Reproduce every record below exactly as it appears.

+---+

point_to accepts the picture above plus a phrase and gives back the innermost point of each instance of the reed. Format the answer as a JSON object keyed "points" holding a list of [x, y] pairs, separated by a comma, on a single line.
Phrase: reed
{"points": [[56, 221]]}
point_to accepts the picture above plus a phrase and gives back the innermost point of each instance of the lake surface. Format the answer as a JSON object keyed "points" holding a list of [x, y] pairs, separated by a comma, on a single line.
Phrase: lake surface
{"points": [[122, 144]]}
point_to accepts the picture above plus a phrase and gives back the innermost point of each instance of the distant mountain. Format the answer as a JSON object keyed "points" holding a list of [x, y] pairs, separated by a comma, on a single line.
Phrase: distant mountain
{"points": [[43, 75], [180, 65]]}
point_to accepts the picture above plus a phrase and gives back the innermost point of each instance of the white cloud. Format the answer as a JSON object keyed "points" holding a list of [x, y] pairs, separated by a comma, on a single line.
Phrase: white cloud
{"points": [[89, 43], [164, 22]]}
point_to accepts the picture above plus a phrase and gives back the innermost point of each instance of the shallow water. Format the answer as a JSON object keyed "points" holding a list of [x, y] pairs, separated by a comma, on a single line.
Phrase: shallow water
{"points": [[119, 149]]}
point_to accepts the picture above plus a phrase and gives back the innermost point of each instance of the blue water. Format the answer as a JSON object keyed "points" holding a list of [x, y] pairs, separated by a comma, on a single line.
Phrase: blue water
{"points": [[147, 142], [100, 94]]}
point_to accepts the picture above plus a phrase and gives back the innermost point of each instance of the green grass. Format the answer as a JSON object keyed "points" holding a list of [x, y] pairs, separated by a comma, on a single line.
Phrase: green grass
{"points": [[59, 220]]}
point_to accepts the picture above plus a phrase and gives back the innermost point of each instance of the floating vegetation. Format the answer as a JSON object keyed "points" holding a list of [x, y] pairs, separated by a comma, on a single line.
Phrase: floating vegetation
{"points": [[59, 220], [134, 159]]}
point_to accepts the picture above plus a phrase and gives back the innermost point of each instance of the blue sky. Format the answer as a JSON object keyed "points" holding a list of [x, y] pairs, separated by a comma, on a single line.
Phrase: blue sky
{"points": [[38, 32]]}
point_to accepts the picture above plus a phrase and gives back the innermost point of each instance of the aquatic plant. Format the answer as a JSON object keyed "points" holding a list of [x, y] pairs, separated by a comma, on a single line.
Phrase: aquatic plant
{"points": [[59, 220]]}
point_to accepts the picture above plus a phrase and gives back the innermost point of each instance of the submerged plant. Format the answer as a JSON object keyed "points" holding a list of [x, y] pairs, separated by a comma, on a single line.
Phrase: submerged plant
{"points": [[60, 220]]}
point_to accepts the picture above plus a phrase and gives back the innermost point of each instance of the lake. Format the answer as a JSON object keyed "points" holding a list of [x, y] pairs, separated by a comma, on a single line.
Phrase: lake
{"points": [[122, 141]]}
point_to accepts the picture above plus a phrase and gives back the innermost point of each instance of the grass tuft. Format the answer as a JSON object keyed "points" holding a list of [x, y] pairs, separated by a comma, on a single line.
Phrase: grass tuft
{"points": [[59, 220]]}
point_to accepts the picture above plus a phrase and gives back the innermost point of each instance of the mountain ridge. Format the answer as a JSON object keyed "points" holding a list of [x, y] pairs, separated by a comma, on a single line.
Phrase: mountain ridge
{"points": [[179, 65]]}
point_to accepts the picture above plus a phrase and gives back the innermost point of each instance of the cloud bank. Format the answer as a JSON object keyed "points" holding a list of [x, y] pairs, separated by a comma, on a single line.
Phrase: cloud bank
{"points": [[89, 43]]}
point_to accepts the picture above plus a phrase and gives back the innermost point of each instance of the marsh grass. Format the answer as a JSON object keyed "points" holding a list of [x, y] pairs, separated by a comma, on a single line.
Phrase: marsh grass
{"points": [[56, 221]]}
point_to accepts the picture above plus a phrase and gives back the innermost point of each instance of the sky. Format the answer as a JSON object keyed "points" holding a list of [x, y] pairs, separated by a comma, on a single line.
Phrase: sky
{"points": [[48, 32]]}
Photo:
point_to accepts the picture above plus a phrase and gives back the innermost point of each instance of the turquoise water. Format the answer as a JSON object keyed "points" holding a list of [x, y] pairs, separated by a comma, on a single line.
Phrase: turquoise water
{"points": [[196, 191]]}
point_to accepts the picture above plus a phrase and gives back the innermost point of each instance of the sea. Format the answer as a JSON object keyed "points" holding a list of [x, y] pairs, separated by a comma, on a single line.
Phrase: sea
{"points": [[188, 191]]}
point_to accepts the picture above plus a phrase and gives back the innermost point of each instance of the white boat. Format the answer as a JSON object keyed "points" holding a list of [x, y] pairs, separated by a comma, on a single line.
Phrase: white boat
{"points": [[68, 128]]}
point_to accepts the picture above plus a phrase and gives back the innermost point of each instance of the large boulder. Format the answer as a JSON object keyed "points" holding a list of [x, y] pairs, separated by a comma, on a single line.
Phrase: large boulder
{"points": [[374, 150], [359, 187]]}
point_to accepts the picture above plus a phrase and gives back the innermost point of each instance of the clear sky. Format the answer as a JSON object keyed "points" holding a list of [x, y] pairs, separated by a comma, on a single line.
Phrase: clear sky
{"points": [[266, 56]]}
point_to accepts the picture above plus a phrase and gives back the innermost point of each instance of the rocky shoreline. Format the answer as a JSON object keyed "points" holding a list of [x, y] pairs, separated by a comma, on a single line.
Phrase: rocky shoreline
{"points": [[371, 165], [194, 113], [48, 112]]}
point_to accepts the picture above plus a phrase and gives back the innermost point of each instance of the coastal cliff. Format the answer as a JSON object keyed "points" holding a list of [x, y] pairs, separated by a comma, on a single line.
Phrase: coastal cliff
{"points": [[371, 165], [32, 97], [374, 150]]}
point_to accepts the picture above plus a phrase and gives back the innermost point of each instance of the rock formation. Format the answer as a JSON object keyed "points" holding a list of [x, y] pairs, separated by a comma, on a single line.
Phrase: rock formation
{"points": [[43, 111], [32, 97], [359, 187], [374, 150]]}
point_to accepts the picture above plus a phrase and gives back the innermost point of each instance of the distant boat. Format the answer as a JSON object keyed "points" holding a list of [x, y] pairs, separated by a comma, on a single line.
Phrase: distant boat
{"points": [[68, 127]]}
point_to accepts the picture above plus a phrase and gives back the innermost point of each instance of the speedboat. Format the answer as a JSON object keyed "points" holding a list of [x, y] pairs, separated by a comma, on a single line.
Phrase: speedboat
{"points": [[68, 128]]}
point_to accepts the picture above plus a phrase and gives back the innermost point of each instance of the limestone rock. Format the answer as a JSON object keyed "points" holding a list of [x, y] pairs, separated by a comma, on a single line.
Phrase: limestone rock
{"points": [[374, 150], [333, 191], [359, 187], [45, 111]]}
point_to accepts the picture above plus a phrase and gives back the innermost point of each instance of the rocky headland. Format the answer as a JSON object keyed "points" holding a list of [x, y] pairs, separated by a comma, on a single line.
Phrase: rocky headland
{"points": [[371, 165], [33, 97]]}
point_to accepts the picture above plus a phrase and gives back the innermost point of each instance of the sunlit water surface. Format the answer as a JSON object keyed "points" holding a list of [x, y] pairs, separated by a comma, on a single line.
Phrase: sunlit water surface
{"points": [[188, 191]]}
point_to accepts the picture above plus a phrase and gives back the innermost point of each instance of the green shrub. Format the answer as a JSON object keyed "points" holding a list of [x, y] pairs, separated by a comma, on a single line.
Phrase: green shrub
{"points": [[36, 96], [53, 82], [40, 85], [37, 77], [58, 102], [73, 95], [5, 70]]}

+---+

- _THE ANSWER_:
point_to accepts the picture above plus a phrase and gives back the innermost point of each instance of the reed. Format the answer as a JSON object keyed "points" holding a list of [x, y] pairs, separated by a comma, on a single line.
Phrase: reed
{"points": [[56, 221]]}
point_to accepts the picture above plus a phrase and gives back the innermost point of each instance of the lake surface. Format the answer as a JSON object keyed "points" holding a list of [x, y] pairs, separated by a comma, on a single line.
Phrase: lake surface
{"points": [[122, 144]]}
point_to accepts the picture above plus a phrase and gives back the innermost point of each instance of the distant mountain. Format the answer as a JSON object keyed "points" holding a list of [x, y] pairs, separated by a comma, on a single line.
Phrase: distant mountain
{"points": [[43, 75], [180, 65]]}
point_to accepts the picture above plus a phrase and gives back the innermost point of each instance of the white cloud. Format the answer as a JSON object keyed "points" holding a list of [x, y] pairs, separated by a comma, on a single line.
Phrase: white cloud
{"points": [[89, 43], [164, 22]]}
point_to accepts the picture above plus a phrase and gives back the innermost point of each instance of the shallow water. Format the answer as a JSON object keyed "points" holding a list of [x, y] pairs, separated by a comma, on a single line.
Phrase: shallow water
{"points": [[119, 149]]}
point_to accepts the picture above plus a phrase and gives back the innermost point of each instance of the blue water. Format the answer as a JSON object keyed "points" holding a list of [x, y] pairs, separated by a comma, on a single line.
Phrase: blue water
{"points": [[147, 142], [100, 94]]}
point_to accepts the picture above plus a phrase and gives back the innermost point of each instance of the green grass. Format the answer as a JSON object keyed "points" holding a list of [x, y] pairs, separated by a comma, on a single line.
Phrase: green grass
{"points": [[59, 220]]}
point_to accepts the picture above plus a phrase and gives back the innermost point of each instance of the floating vegetation. Format the answer as a JSON object keyed "points" holding a list of [x, y] pairs, separated by a comma, on a single line.
Phrase: floating vegetation
{"points": [[59, 220], [134, 159]]}
point_to accepts the picture above plus a phrase and gives back the innermost point of each instance of the blue sky. Format the answer as a JSON object keyed "points" holding a list of [x, y] pairs, separated by a comma, on a single line.
Phrase: blue sky
{"points": [[38, 32]]}
point_to accepts the picture above plus a phrase and gives back the innermost point of each instance of the aquatic plant. Format the answer as a JSON object keyed "points" holding a list of [x, y] pairs, separated by a comma, on a single line.
Phrase: aquatic plant
{"points": [[59, 220]]}
point_to accepts the picture above plus a phrase and gives back the innermost point of each instance of the submerged plant. Format the answer as a JSON object keyed "points" holding a list of [x, y] pairs, separated by a comma, on a single line.
Phrase: submerged plant
{"points": [[60, 220]]}
point_to accepts the picture above plus a phrase and gives back the innermost point of each instance of the lake. Format the answer as a JSON object keyed "points" holding a list of [x, y] pairs, separated by a comma, on a single line.
Phrase: lake
{"points": [[122, 141]]}
point_to accepts the picture above plus a phrase and gives back the innermost point of each instance of the grass tuft. Format the answer as a JSON object keyed "points" holding a list of [x, y] pairs, separated by a comma, on a single line.
Phrase: grass tuft
{"points": [[59, 220]]}
point_to accepts the picture above plus a phrase and gives back the innermost point of each instance of the mountain ridge. Format the answer as a JSON object keyed "points" holding a list of [x, y] pairs, separated by a comma, on a single line.
Phrase: mountain ridge
{"points": [[179, 65]]}
point_to accepts the picture above plus a phrase and gives back the innermost point of each instance of the cloud bank. Format the answer as a JSON object keyed "points" holding a list of [x, y] pairs, separated by a comma, on a single line.
Phrase: cloud bank
{"points": [[89, 43]]}
point_to accepts the picture above plus a phrase and gives back the innermost point of each instance of the marsh grass. Format the answer as a JSON object keyed "points" holding a list of [x, y] pairs, separated by a comma, on a single line.
Phrase: marsh grass
{"points": [[56, 221]]}
point_to accepts the picture above plus a phrase and gives back the innermost point of each instance of the sky. Format the answer as a JSON object keyed "points" holding a list of [x, y] pairs, separated by a comma, on a single line.
Phrase: sky
{"points": [[48, 32]]}
Photo:
point_to accepts the picture above plus a phrase and gives back the innermost point of each instance of the turquoise water. Format the answer as a JSON object keyed "points" holding a list of [x, y] pairs, separated by a comma, on a single line.
Phrase: turquoise water
{"points": [[196, 191]]}
point_to accepts the picture above plus a phrase and gives back the innermost point of each instance of the sea. Format the answer as a JSON object keyed "points" holding a list of [x, y] pairs, separated by a comma, on a single line.
Phrase: sea
{"points": [[188, 191]]}
point_to accepts the picture above plus a phrase and gives back the innermost point of each instance of the white boat. Format the answer as a JSON object keyed "points" holding a list of [x, y] pairs, separated by a comma, on a single line.
Phrase: white boat
{"points": [[68, 128]]}
point_to accepts the picture above plus a phrase and gives back the innermost point of each instance of the large boulder. Format the answer as a JSON object keyed "points" holding a list of [x, y] pairs, separated by a comma, on a single line.
Phrase: large boulder
{"points": [[374, 150], [359, 187]]}
point_to accepts the picture above plus a phrase and gives back the innermost point of each instance of the clear sky. Format the answer as a JSON object keyed "points" holding a list of [x, y] pairs, separated by a comma, on a single line.
Phrase: clear sky
{"points": [[266, 56]]}
point_to accepts the picture above plus a phrase and gives back the innermost point of each instance of the rocky shoreline. Format the answer as a JSON object keyed "points" holding a list of [x, y] pairs, separated by a comma, on a single line.
Phrase: rocky shoreline
{"points": [[371, 165], [194, 113], [48, 112]]}
point_to accepts the picture above plus a phrase and gives back the innermost point of each instance of the coastal cliff. Format the answer as a JSON object keyed "points" holding a list of [x, y] pairs, separated by a comma, on a single line.
Phrase: coastal cliff
{"points": [[371, 165], [32, 97], [374, 150]]}
point_to accepts the picture above plus a phrase and gives back the innermost point of each instance of the rock formation. Format the answer as a JSON object keyed "points" holding a list of [x, y] pairs, separated by a comma, on a single line.
Phrase: rock formation
{"points": [[43, 111], [32, 97], [359, 187], [374, 150]]}
point_to accepts the picture above plus a phrase and gives back the innermost point of each instance of the distant boat. Format the answer as a JSON object keyed "points" holding a list of [x, y] pairs, separated by a comma, on a single line.
Phrase: distant boat
{"points": [[68, 127]]}
point_to accepts the picture above plus a phrase and gives back the innermost point of each instance of the speedboat. Format the answer as a JSON object keyed "points" holding a list of [x, y] pairs, separated by a comma, on a single line.
Phrase: speedboat
{"points": [[68, 128]]}
point_to accepts the picture above plus a phrase and gives back the innermost point of each instance of the limestone rock. Format the answer as a JSON object keyed "points" holding a list of [x, y] pairs, separated by a comma, on a single line.
Phrase: limestone rock
{"points": [[374, 150], [333, 191], [359, 187], [45, 111]]}
point_to accepts the picture above plus a phrase and gives back the innermost point of each instance of the rocky headland. Format the answer as a JSON object keyed "points" holding a list of [x, y] pairs, separated by a comma, on a single line.
Phrase: rocky headland
{"points": [[371, 165], [33, 97]]}
point_to accepts the picture above plus a phrase and gives back the innermost point of each instance of the sunlit water surface. Format the answer as a JSON object keyed "points" holding a list of [x, y] pairs, separated by a comma, on a single line.
Phrase: sunlit water surface
{"points": [[188, 191]]}
point_to accepts the picture above plus a phrase and gives back the innermost point of each instance of the green shrub. Format the answer as a JSON object keyed "points" holding a list of [x, y] pairs, separated by a comma, on a single line.
Phrase: green shrub
{"points": [[36, 96], [53, 82], [40, 85], [37, 77], [58, 102], [73, 95], [5, 70]]}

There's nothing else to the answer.